▶ **TEXT SEGMENT**

● ● ● ● ● ● ●

Initialize the class.

Source code in sleap_nn/architectures/encoder_decoder.py

def __init__(
    self,
    x_in_shape: int,
    current_stride: int,
    upsampling_stride: int = 2,
    up_interpolate: bool = True,
    interp_method: Text = "bilinear",
    refine_convs: int = 2,
    refine_convs_filters: int = 64,
    refine_convs_kernel_size: int = 3,
    refine_convs_use_bias: bool = True,
    refine_convs_batch_norm: bool = False,
    refine_convs_batch_norm_before_activation: bool = True,
    refine_convs_activation: Text = "relu",
    transpose_convs_filters: int = 64,
    transpose_convs_kernel_size: int = 3,
    transpose_convs_use_bias: bool = True,
    transpose_convs_batch_norm: bool = True,
    transpose_convs_batch_norm_before_activation: bool = True,
    transpose_convs_activation: Text = "relu",
    feat_concat: bool = True,
    prefix: Text = "",
) -> None:
    """Initialize the class."""
    super().__init__()

    self.x_in_shape = x_in_shape
    self.current_stride = current_stride
    self.upsampling_stride = upsampling_stride
    self.interp_method = interp_method
    self.refine_convs = refine_convs
    self.refine_convs_filters = refine_convs_filters
    self.refine_convs_kernel_size = refine_convs_kernel_size
    self.refine_convs_use_bias = refine_convs_use_bias
    self.refine_convs_batch_norm = refine_convs_batch_norm
    self.refine_convs_batch_norm_before_activation = (
        refine_convs_batch_norm_before_activation
    )
    self.refine_convs_activation = refine_convs_activation
    self.up_interpolate = up_interpolate
    self.feat_concat = feat_concat
    self.prefix = prefix

    self.blocks = OrderedDict()

● ● ● ● ● ● ●

▶ **GIVEN ENTRIES**
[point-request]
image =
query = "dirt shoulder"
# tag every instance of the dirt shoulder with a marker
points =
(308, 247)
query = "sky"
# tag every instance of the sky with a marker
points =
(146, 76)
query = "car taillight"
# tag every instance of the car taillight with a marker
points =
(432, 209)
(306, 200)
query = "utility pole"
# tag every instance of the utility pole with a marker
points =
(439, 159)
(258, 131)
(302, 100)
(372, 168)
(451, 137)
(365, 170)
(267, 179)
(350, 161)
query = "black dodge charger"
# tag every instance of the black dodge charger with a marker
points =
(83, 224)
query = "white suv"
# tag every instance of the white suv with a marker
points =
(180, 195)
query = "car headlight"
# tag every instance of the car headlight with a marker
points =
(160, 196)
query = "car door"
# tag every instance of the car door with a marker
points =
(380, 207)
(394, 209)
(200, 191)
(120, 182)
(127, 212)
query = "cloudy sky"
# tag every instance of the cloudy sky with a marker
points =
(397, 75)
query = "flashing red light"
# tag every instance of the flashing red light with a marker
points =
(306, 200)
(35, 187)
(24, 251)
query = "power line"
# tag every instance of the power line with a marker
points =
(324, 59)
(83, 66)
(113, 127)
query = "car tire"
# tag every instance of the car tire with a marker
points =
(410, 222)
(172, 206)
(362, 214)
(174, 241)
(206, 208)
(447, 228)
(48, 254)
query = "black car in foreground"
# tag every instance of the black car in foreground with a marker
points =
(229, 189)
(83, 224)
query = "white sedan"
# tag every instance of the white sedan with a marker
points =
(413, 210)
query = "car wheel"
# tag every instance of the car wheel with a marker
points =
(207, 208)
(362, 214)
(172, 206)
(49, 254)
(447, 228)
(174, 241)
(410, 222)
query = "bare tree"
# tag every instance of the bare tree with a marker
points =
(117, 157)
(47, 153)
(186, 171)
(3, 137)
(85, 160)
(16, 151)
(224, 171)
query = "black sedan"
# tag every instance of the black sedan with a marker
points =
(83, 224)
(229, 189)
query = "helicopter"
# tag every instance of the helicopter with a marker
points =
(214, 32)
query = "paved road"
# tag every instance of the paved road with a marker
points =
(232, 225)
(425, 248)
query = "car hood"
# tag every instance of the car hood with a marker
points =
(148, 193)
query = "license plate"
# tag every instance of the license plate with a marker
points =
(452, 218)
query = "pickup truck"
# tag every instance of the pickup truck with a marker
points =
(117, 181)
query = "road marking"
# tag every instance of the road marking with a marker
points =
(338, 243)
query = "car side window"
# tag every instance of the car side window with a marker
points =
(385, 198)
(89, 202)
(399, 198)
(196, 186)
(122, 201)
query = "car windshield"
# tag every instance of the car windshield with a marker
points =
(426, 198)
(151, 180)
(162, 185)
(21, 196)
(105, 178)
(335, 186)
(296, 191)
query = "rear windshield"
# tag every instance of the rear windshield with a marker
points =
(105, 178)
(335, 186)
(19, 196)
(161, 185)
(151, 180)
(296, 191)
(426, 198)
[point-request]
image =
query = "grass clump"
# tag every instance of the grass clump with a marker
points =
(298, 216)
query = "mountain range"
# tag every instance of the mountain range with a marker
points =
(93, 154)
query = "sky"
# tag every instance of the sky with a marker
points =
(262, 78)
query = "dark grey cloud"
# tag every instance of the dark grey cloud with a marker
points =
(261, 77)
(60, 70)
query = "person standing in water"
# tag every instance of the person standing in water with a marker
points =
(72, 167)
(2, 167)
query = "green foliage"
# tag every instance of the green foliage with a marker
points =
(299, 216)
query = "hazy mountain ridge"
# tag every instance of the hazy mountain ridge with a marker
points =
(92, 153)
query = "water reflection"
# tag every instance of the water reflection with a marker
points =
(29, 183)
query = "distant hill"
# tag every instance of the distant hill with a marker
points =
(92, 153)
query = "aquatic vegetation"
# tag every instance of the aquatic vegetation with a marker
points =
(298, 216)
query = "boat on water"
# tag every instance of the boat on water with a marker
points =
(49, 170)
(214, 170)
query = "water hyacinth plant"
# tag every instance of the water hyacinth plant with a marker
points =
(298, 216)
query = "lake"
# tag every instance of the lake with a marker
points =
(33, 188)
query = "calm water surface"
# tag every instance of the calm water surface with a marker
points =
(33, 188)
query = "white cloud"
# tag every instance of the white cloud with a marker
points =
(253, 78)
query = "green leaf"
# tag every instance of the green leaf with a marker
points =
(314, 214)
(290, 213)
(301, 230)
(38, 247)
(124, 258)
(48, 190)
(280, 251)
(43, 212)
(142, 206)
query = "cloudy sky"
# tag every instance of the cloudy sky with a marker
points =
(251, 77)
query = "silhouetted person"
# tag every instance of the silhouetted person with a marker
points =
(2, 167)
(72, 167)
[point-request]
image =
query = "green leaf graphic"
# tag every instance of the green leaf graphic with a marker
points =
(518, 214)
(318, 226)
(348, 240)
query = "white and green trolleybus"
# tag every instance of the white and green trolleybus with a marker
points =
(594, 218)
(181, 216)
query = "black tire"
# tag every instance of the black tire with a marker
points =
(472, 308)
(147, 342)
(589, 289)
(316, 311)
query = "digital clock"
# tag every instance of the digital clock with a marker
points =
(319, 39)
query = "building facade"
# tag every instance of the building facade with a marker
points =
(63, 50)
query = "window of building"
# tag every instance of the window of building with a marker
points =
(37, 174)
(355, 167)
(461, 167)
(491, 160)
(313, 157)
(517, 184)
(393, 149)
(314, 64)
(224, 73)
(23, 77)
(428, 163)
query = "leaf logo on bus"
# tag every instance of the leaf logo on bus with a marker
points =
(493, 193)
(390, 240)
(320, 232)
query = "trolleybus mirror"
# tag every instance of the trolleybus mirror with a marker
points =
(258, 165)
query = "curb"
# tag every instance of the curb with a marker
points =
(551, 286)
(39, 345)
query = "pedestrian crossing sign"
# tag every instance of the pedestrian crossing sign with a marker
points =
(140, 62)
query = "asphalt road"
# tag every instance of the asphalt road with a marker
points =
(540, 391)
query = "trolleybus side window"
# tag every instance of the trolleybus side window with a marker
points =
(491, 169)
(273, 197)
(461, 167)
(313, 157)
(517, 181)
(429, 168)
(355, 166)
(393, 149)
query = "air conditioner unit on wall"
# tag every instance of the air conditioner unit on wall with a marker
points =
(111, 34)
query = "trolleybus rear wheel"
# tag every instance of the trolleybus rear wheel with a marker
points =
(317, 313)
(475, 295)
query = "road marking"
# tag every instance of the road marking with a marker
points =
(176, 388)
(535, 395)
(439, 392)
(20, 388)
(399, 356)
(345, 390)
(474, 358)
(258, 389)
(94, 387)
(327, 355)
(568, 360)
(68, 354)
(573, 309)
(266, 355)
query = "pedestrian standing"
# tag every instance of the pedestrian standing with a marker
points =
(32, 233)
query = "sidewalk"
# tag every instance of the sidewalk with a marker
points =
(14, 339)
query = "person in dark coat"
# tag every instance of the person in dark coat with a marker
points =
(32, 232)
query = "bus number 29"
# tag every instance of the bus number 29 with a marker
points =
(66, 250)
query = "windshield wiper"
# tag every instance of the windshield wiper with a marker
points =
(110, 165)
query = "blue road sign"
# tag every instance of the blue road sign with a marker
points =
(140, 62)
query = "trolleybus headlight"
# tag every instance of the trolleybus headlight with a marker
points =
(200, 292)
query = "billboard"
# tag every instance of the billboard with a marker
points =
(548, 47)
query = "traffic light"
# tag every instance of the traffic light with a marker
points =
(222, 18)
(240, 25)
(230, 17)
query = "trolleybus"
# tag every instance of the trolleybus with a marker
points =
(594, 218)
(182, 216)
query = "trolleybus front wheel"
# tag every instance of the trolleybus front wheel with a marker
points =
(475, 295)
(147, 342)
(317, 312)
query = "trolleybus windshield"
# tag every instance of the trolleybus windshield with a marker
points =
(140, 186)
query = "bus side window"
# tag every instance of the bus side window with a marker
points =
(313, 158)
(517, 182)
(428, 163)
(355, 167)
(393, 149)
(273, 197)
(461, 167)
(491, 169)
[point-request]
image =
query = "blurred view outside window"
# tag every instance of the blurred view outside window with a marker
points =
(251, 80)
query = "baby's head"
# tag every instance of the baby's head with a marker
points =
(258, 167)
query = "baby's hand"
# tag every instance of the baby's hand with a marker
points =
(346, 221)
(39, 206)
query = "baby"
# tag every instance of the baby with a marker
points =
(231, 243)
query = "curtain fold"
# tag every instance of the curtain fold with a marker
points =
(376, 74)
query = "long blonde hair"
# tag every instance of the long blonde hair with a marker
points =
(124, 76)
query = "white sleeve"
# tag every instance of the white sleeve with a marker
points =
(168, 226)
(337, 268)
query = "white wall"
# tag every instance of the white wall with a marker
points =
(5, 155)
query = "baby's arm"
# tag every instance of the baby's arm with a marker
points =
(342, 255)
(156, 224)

● ● ● ● ● ● ●

▶ **GIVEN TASK 1**
In the initializer code, what default value is given to the interp_method parameter?
▶ **GIVEN TASK 2**
Carry the initializer code forward, picking up right after its final line, self.blocks = OrderedDict().

▶ **EXPECTED OUTPUT 1**
"bilinear"

▶ **EXPECTED OUTPUT 2**
    if current_stride is not None:
        # Append the strides to the block prefix.
        new_stride = current_stride // upsampling_stride

    # Upsample via interpolation.
    if self.up_interpolate:
        self.blocks[f"{prefix}_interp_{interp_method}"] = nn.Upsample(
            scale_factor=upsampling_stride,
            mode=interp_method,
            align_corners=False,
        )
    else:
        # Upsample via strided transposed convolution.
        # The transpose conv should output the target number of filters
        self.blocks[f"{prefix}_trans_conv"] = nn.ConvTranspose2d(
            in_channels=x_in_shape,  # Input channels from the input tensor
            out_channels=transpose_convs_filters,  # Output channels for the upsampled tensor
            kernel_size=transpose_convs_kernel_size,
            stride=upsampling_stride,
            output_padding=1,
            padding=1,
            bias=transpose_convs_use_bias,
        )
        self.norm_act_layers = 1
        if (
            transpose_convs_batch_norm
            and transpose_convs_batch_norm_before_activation
        ):
            self.blocks[f"{prefix}_trans_conv_bn"] = nn.BatchNorm2d(
                num_features=transpose_convs_filters
            )
            self.norm_act_layers += 1

        self.blocks[f"{prefix}_trans_conv_act_{transpose_convs_activation}"] = (
            get_act_fn(transpose_convs_activation)
        )
        self.norm_act_layers += 1

        if (
            transpose_convs_batch_norm
            and not transpose_convs_batch_norm_before_activation
        ):
            self.blocks[f"{prefix}_trans_conv_bn_after"] = nn.BatchNorm2d(
                num_features=transpose_convs_filters
            )
            self.norm_act_layers += 1

    # Add further convolutions to refine after upsampling and/or skip.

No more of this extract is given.